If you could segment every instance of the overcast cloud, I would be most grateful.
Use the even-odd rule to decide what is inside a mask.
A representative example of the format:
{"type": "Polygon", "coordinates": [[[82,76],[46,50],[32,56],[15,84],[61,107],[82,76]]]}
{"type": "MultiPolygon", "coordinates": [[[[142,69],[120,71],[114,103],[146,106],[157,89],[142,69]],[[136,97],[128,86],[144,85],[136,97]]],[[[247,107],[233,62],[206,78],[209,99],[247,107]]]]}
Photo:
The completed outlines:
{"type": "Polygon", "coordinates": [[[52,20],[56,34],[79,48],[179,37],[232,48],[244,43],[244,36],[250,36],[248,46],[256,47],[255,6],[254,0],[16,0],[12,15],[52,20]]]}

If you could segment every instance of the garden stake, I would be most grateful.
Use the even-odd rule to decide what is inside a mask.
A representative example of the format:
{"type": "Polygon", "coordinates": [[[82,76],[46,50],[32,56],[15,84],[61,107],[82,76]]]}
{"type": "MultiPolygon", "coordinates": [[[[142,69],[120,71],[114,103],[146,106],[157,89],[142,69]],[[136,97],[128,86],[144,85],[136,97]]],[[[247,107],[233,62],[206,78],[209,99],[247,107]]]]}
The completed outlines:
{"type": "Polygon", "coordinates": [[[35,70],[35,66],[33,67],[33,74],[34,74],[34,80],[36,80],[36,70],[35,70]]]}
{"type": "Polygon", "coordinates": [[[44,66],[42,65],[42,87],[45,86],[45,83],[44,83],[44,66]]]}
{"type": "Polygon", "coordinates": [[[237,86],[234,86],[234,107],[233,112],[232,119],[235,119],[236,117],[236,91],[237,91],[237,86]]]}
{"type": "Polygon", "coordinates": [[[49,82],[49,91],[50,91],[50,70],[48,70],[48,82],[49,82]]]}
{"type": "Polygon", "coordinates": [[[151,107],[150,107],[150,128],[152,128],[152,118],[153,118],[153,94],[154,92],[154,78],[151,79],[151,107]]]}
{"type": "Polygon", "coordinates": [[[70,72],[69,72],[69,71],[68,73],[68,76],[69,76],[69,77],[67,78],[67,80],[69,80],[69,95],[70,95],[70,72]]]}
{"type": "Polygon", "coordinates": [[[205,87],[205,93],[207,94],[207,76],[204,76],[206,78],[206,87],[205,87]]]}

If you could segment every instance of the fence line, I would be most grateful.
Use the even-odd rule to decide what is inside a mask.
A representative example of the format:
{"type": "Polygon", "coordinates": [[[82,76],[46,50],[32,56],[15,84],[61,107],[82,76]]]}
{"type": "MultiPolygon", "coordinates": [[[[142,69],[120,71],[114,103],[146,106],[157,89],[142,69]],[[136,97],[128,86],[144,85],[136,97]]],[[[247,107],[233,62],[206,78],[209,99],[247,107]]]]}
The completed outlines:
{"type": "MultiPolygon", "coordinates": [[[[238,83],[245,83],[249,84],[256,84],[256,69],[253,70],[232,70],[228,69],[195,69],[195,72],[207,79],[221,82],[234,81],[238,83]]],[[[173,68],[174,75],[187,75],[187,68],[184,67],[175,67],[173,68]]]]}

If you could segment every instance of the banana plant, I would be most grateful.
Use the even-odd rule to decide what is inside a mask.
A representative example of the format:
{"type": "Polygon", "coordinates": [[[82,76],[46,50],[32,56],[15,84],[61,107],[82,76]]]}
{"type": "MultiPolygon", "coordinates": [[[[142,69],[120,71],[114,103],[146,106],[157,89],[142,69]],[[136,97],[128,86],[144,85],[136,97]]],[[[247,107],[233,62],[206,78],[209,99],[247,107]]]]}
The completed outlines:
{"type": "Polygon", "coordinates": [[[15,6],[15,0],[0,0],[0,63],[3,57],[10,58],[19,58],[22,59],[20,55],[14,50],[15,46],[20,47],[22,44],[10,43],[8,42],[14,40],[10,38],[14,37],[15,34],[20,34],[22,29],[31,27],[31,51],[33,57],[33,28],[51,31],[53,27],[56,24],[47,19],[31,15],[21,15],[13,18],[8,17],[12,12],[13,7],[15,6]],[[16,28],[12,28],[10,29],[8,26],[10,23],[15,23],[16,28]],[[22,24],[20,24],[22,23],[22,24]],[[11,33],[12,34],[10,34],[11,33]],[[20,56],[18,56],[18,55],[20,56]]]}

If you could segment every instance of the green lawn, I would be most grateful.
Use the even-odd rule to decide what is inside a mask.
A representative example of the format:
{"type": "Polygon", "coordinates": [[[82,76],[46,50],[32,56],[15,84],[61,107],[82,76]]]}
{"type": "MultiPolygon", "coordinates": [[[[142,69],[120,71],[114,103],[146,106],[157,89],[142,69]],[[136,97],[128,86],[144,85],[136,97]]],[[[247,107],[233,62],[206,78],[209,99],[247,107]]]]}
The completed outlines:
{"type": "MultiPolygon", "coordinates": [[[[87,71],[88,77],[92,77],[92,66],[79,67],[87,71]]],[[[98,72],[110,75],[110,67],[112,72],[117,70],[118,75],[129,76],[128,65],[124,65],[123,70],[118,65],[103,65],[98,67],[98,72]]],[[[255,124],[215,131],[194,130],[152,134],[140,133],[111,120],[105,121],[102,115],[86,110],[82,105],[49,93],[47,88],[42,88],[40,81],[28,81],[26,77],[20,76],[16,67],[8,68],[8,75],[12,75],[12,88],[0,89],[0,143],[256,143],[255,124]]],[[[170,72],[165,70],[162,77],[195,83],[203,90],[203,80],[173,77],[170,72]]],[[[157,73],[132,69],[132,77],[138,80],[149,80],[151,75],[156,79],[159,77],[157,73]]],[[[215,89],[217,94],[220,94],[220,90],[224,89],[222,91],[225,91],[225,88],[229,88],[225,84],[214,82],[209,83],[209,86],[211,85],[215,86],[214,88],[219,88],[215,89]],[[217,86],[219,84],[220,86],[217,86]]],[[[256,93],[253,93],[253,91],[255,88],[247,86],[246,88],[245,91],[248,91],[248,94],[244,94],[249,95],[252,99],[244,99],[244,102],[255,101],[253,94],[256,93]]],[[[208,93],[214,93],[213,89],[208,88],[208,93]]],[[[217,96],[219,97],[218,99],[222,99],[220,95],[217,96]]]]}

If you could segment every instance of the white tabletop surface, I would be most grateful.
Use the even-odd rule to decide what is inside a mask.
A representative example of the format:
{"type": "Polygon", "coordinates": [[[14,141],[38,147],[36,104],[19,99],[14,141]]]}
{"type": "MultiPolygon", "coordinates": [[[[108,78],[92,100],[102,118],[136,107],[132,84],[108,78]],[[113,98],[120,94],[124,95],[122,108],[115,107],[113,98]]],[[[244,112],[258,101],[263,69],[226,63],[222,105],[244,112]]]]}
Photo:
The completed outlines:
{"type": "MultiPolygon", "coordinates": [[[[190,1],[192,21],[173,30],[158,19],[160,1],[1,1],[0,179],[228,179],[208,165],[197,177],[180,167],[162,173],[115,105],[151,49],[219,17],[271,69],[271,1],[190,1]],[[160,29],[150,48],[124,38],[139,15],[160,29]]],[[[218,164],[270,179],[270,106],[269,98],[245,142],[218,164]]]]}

* **PROBLEM**
Copy out the material above in its entirety. Every detail must match.

* **SOLUTION TO THIS PROBLEM**
If you could segment every instance of the overcast cloud, I would be most grateful.
Use the even-odd rule to decide what is inside a mask.
A representative example of the format:
{"type": "Polygon", "coordinates": [[[82,76],[46,50],[32,56],[15,84],[61,107],[82,76]]]}
{"type": "MultiPolygon", "coordinates": [[[[142,69],[120,71],[114,103],[146,106],[157,89],[142,69]],[[136,97],[128,86],[144,85],[136,97]]],[[[247,107],[233,62],[206,78],[209,99],[247,107]]]]}
Photo:
The completed outlines:
{"type": "Polygon", "coordinates": [[[52,20],[56,34],[79,48],[179,37],[232,48],[244,43],[244,36],[250,36],[248,46],[256,47],[255,6],[254,0],[16,0],[12,15],[52,20]]]}

If you could segment every instance of the garden stake, I would be most grateful.
Use the even-odd rule to decide what is inside a mask.
A representative example of the format:
{"type": "Polygon", "coordinates": [[[82,76],[46,50],[32,56],[15,84],[61,107],[82,76]]]}
{"type": "MultiPolygon", "coordinates": [[[[142,69],[120,71],[114,103],[146,106],[157,89],[142,69]],[[136,97],[128,86],[144,85],[136,97]]],[[[247,107],[233,62],[206,78],[209,99],[247,107]]]]}
The completed outlines:
{"type": "Polygon", "coordinates": [[[35,70],[35,66],[33,67],[33,74],[34,74],[34,80],[36,80],[36,70],[35,70]]]}
{"type": "Polygon", "coordinates": [[[44,66],[42,65],[42,87],[45,86],[45,83],[44,83],[44,66]]]}
{"type": "Polygon", "coordinates": [[[237,86],[234,86],[234,107],[233,112],[232,119],[235,119],[236,117],[236,91],[237,91],[237,86]]]}
{"type": "Polygon", "coordinates": [[[49,82],[49,91],[50,91],[50,70],[48,70],[48,82],[49,82]]]}
{"type": "Polygon", "coordinates": [[[151,107],[150,107],[150,128],[152,128],[152,118],[153,118],[153,94],[154,92],[154,78],[151,79],[151,107]]]}
{"type": "Polygon", "coordinates": [[[70,72],[69,72],[69,71],[68,73],[68,76],[69,76],[69,77],[67,78],[67,80],[69,80],[69,95],[70,95],[70,72]]]}
{"type": "Polygon", "coordinates": [[[205,87],[205,93],[207,94],[207,76],[204,76],[206,78],[206,87],[205,87]]]}

If you could segment every instance of the fence line, I would be most grateful.
Use the even-odd rule to decide what is inside a mask.
A representative example of the format:
{"type": "Polygon", "coordinates": [[[82,76],[46,50],[32,56],[15,84],[61,107],[82,76]]]}
{"type": "MultiPolygon", "coordinates": [[[[142,69],[120,71],[114,103],[146,106],[157,89],[142,69]],[[136,97],[128,86],[144,85],[136,97]]],[[[247,107],[233,62],[206,78],[209,99],[247,107]]]]}
The completed outlines:
{"type": "MultiPolygon", "coordinates": [[[[238,83],[245,83],[249,84],[256,84],[256,69],[253,70],[232,70],[228,69],[195,69],[195,72],[207,79],[221,82],[234,81],[238,83]]],[[[173,68],[174,75],[187,75],[187,68],[184,67],[175,67],[173,68]]]]}

If you could segment every instance of the banana plant, I would be most grateful.
Use the even-odd rule to decide what is inside a mask.
A representative example of the format:
{"type": "Polygon", "coordinates": [[[82,76],[46,50],[32,56],[15,84],[61,107],[82,76]]]}
{"type": "MultiPolygon", "coordinates": [[[[142,69],[120,71],[114,103],[146,106],[157,89],[142,69]],[[136,97],[128,86],[144,85],[136,97]]],[[[247,107],[233,62],[206,78],[209,99],[247,107]]]]}
The completed outlines:
{"type": "Polygon", "coordinates": [[[15,6],[15,0],[0,0],[0,63],[3,57],[10,58],[19,58],[22,59],[20,55],[14,50],[15,46],[20,47],[22,44],[10,43],[8,42],[14,40],[10,38],[14,37],[15,34],[20,34],[22,29],[31,27],[31,51],[33,57],[33,28],[51,31],[53,27],[56,24],[47,19],[31,15],[21,15],[13,18],[8,17],[12,12],[13,7],[15,6]],[[16,28],[12,28],[10,29],[8,26],[10,23],[15,23],[16,28]],[[22,24],[20,24],[22,23],[22,24]],[[11,33],[12,34],[10,34],[11,33]],[[20,56],[18,56],[18,55],[20,56]]]}

If you could segment every instance of the green lawn, I would be most grateful.
Use the even-odd rule to decide what is inside a mask.
A representative example of the format:
{"type": "Polygon", "coordinates": [[[82,76],[46,50],[32,56],[15,84],[61,107],[82,76]]]}
{"type": "MultiPolygon", "coordinates": [[[[142,69],[120,71],[114,103],[146,106],[157,89],[142,69]],[[136,97],[128,86],[144,85],[136,97]]],[[[247,107],[233,62],[206,78],[209,99],[247,107]]]]}
The completed outlines:
{"type": "MultiPolygon", "coordinates": [[[[87,71],[88,77],[92,77],[92,66],[79,67],[87,71]]],[[[98,72],[110,75],[110,67],[112,72],[117,70],[118,75],[129,76],[128,65],[124,65],[123,70],[118,65],[103,65],[98,67],[98,72]]],[[[255,124],[215,131],[194,130],[152,134],[140,133],[111,120],[105,121],[102,115],[86,110],[82,105],[49,93],[47,88],[42,88],[40,81],[28,81],[26,77],[20,76],[16,67],[8,68],[8,75],[12,75],[12,88],[0,89],[0,143],[256,143],[255,124]]],[[[170,72],[165,70],[162,77],[195,83],[203,90],[203,80],[173,77],[170,72]]],[[[157,73],[132,69],[132,77],[138,80],[149,80],[151,75],[156,79],[159,77],[157,73]]],[[[215,89],[217,94],[220,94],[220,90],[224,89],[222,91],[225,91],[225,88],[229,88],[225,84],[214,82],[209,83],[209,86],[211,85],[215,86],[214,88],[219,88],[215,89]],[[217,86],[219,84],[220,86],[217,86]]],[[[256,93],[253,93],[253,91],[255,88],[247,86],[246,88],[245,91],[248,91],[248,94],[244,94],[249,95],[252,99],[244,99],[244,102],[255,101],[253,94],[256,93]]],[[[208,93],[214,93],[213,89],[208,88],[208,93]]],[[[217,96],[219,97],[218,99],[222,99],[220,95],[217,96]]]]}

If you could segment every instance of the white tabletop surface, I would be most grateful.
Use the even-odd rule to decide what is inside a mask.
A representative example of the format:
{"type": "Polygon", "coordinates": [[[14,141],[38,147],[36,104],[19,99],[14,141]]]}
{"type": "MultiPolygon", "coordinates": [[[[108,78],[92,100],[102,118],[136,107],[132,84],[108,78]],[[113,98],[120,94],[124,95],[122,108],[115,107],[113,98]]],[[[244,112],[258,101],[263,69],[226,63],[222,105],[244,112]]]]}
Photo:
The completed outlines:
{"type": "MultiPolygon", "coordinates": [[[[190,1],[192,21],[173,30],[158,19],[160,1],[1,1],[0,179],[228,179],[208,165],[197,177],[180,167],[162,173],[115,105],[151,49],[219,17],[271,69],[271,1],[190,1]],[[160,29],[150,48],[124,38],[139,15],[160,29]]],[[[218,164],[270,179],[270,106],[269,98],[245,142],[218,164]]]]}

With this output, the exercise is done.